● **Action item**:
Should any entry include an image, skip the image and copy the entry exactly.
#### Task inputs
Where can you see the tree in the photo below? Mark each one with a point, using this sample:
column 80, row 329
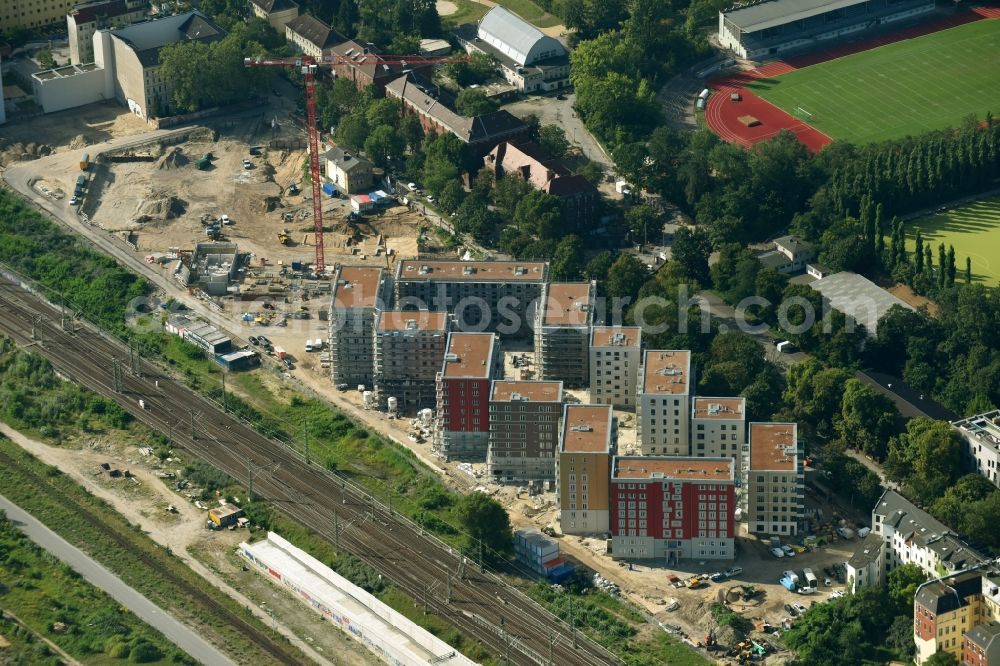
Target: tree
column 567, row 261
column 552, row 139
column 625, row 277
column 903, row 584
column 927, row 458
column 452, row 196
column 642, row 220
column 384, row 144
column 539, row 213
column 941, row 658
column 485, row 522
column 473, row 102
column 691, row 249
column 868, row 419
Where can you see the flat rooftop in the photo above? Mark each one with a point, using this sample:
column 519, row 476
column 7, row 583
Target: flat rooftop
column 616, row 336
column 586, row 429
column 769, row 446
column 720, row 408
column 357, row 287
column 511, row 391
column 685, row 468
column 469, row 355
column 666, row 372
column 568, row 304
column 473, row 271
column 412, row 320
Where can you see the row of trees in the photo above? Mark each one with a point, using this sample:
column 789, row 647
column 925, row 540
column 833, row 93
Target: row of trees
column 205, row 74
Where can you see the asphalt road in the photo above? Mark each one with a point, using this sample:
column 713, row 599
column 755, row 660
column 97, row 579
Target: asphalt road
column 185, row 638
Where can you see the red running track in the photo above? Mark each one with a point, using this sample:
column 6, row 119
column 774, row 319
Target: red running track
column 722, row 114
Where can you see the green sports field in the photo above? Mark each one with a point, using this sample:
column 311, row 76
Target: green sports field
column 901, row 89
column 974, row 230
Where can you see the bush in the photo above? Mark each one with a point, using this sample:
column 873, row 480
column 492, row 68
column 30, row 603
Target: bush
column 143, row 652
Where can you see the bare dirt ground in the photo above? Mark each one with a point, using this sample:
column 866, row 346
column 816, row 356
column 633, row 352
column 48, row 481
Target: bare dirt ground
column 904, row 293
column 72, row 130
column 143, row 499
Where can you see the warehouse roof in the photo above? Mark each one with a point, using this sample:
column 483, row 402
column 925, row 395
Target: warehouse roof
column 516, row 38
column 857, row 297
column 771, row 13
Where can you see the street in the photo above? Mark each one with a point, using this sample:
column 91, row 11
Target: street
column 94, row 573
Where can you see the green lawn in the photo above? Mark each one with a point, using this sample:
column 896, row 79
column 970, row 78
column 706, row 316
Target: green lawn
column 901, row 89
column 974, row 230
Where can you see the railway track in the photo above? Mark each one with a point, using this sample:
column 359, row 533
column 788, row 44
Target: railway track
column 507, row 622
column 260, row 639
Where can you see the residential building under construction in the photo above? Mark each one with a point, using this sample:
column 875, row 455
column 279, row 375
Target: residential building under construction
column 562, row 332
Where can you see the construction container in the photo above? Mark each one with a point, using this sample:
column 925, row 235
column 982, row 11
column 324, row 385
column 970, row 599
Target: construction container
column 361, row 203
column 535, row 550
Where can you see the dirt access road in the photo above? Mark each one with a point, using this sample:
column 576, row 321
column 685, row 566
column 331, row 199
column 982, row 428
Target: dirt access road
column 144, row 501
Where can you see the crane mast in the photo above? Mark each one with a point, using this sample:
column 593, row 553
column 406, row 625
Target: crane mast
column 308, row 65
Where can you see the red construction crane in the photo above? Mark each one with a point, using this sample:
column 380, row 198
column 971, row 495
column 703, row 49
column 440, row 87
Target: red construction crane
column 308, row 65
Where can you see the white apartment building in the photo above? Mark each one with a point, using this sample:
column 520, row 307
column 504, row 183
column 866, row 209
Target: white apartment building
column 583, row 469
column 982, row 444
column 773, row 480
column 911, row 535
column 614, row 364
column 664, row 403
column 719, row 428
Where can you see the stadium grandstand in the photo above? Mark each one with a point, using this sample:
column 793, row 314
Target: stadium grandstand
column 766, row 28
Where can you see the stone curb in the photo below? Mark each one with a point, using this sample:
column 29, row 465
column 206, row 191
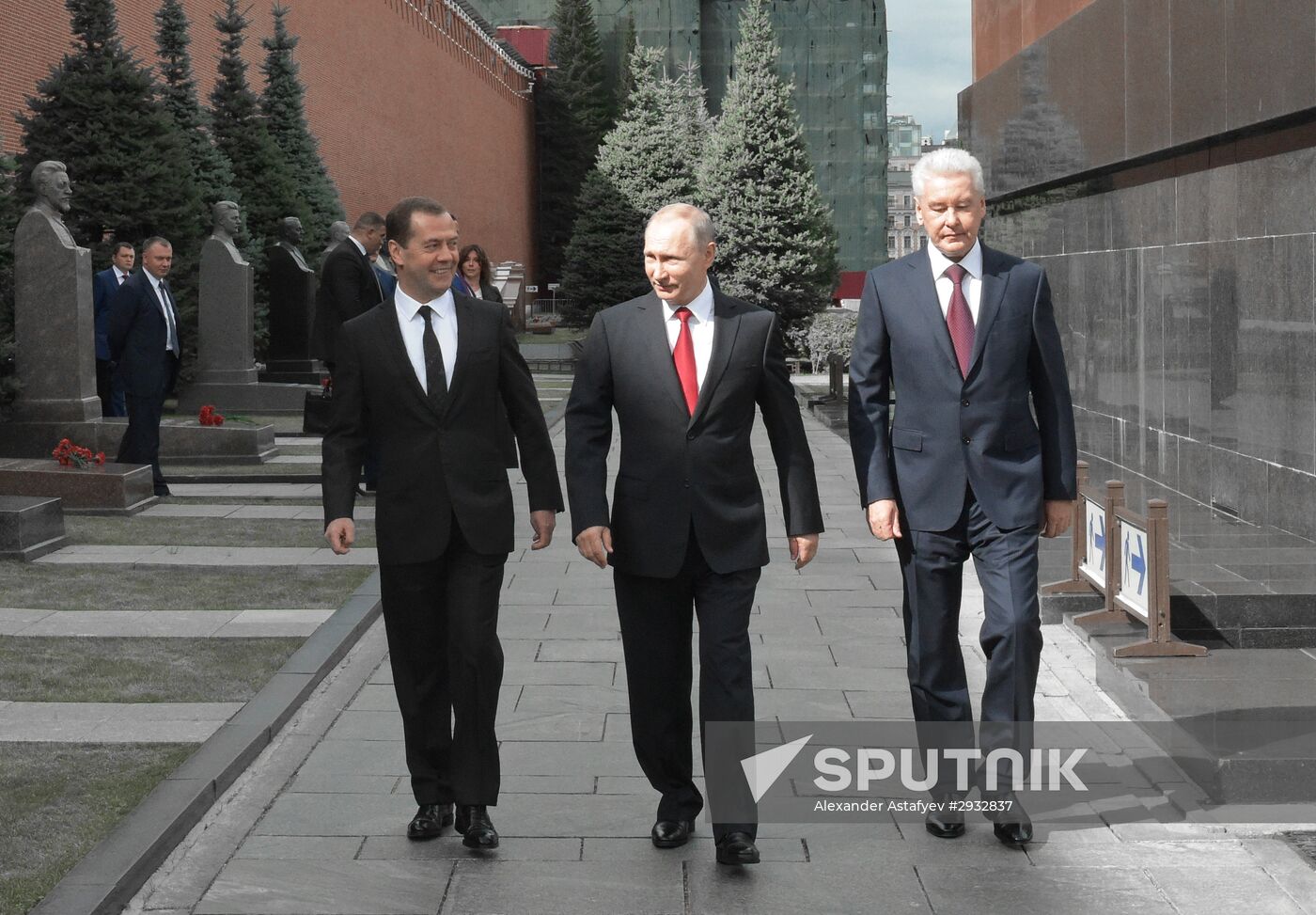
########
● **Written reply**:
Where can you see the tree in the photo below? Mark each one with a point, using this sample:
column 80, row 329
Target: tree
column 567, row 261
column 552, row 139
column 625, row 277
column 903, row 584
column 927, row 458
column 452, row 196
column 642, row 220
column 384, row 144
column 539, row 213
column 941, row 658
column 485, row 522
column 473, row 102
column 691, row 249
column 868, row 419
Where can you see the flat rooftop in the photo above? Mark each one with a point, using this sample:
column 519, row 476
column 7, row 583
Target: flat rooftop
column 616, row 336
column 586, row 429
column 769, row 446
column 720, row 408
column 357, row 287
column 511, row 391
column 685, row 468
column 469, row 355
column 666, row 372
column 568, row 304
column 473, row 271
column 412, row 320
Where can you see the row of trees in the photo above? Mark each one with a point, using this sample:
column 789, row 647
column 925, row 540
column 833, row 93
Target: row of trees
column 205, row 74
Where can you see the asphalt road in the photo above? Mark each one with a point, using this sample:
column 713, row 599
column 755, row 660
column 97, row 579
Target: asphalt road
column 185, row 638
Where can you see the red running track in the photo above? Mark each one with a point, using this sample:
column 6, row 119
column 774, row 319
Target: red running track
column 722, row 114
Where can you see the green sports field in the photo above? Mark each one with a point, using this sample:
column 311, row 76
Target: green sports field
column 901, row 89
column 974, row 230
Where can you see the bush in the photo above? Mark each one with a point, using this sample:
column 873, row 480
column 492, row 68
column 30, row 603
Target: bush
column 143, row 652
Where can you see the bare dirt ground in the photo above? Mark each one with a point, using this sample:
column 866, row 346
column 816, row 356
column 633, row 352
column 48, row 481
Target: bare dirt ground
column 904, row 293
column 72, row 130
column 143, row 499
Where can you see the warehouse roof in the photo above? Mark each one with a point, using this sample:
column 483, row 402
column 925, row 395
Target: warehouse roof
column 516, row 38
column 857, row 297
column 771, row 13
Where can you see the street in the photo above? Mark each one with a point, using this sample:
column 91, row 11
Target: street
column 94, row 573
Where can you see the green lawn in the photo above? Mark each one with a point, using this sample:
column 896, row 79
column 970, row 78
column 706, row 316
Target: green lawn
column 901, row 89
column 974, row 230
Where can you see the railway track in the photo above? Mark each one with a point, using this sample:
column 359, row 533
column 788, row 44
Target: railway track
column 507, row 622
column 260, row 639
Where can you see the residential building under construction in the photo above? Mark each one with a point, using this sample:
column 875, row 455
column 279, row 375
Target: residential building under construction
column 562, row 332
Where can you see the construction container in the photo above? Mark each one with a point, using this sample:
column 925, row 235
column 982, row 11
column 324, row 385
column 970, row 599
Target: construction container
column 361, row 203
column 535, row 550
Where can you see the dirt access road in the photo above? Mark each one with a point, using this sample:
column 576, row 321
column 685, row 566
column 331, row 199
column 982, row 428
Target: dirt access road
column 144, row 501
Where can you see the crane mast in the photo above? Mark each one with a point, using this sample:
column 593, row 553
column 406, row 625
Target: crane mast
column 308, row 65
Where can you see the red construction crane in the photo above? Mark each one with a point, using this sample:
column 380, row 198
column 971, row 495
column 703, row 49
column 440, row 87
Target: red construction crane
column 308, row 65
Where can you see the white apartment building in the photo above? Mark each one with a point, using this sample:
column 520, row 307
column 504, row 183
column 866, row 209
Target: white apartment building
column 583, row 469
column 982, row 444
column 773, row 480
column 911, row 535
column 614, row 364
column 664, row 403
column 719, row 428
Where can you see the stadium grandstand in the photo above? Mark each one with a point, using this sample:
column 793, row 314
Target: stadium grandstand
column 766, row 28
Where can you see the stone curb in the photo below? Mark each one with a point, using this sample:
column 29, row 465
column 206, row 191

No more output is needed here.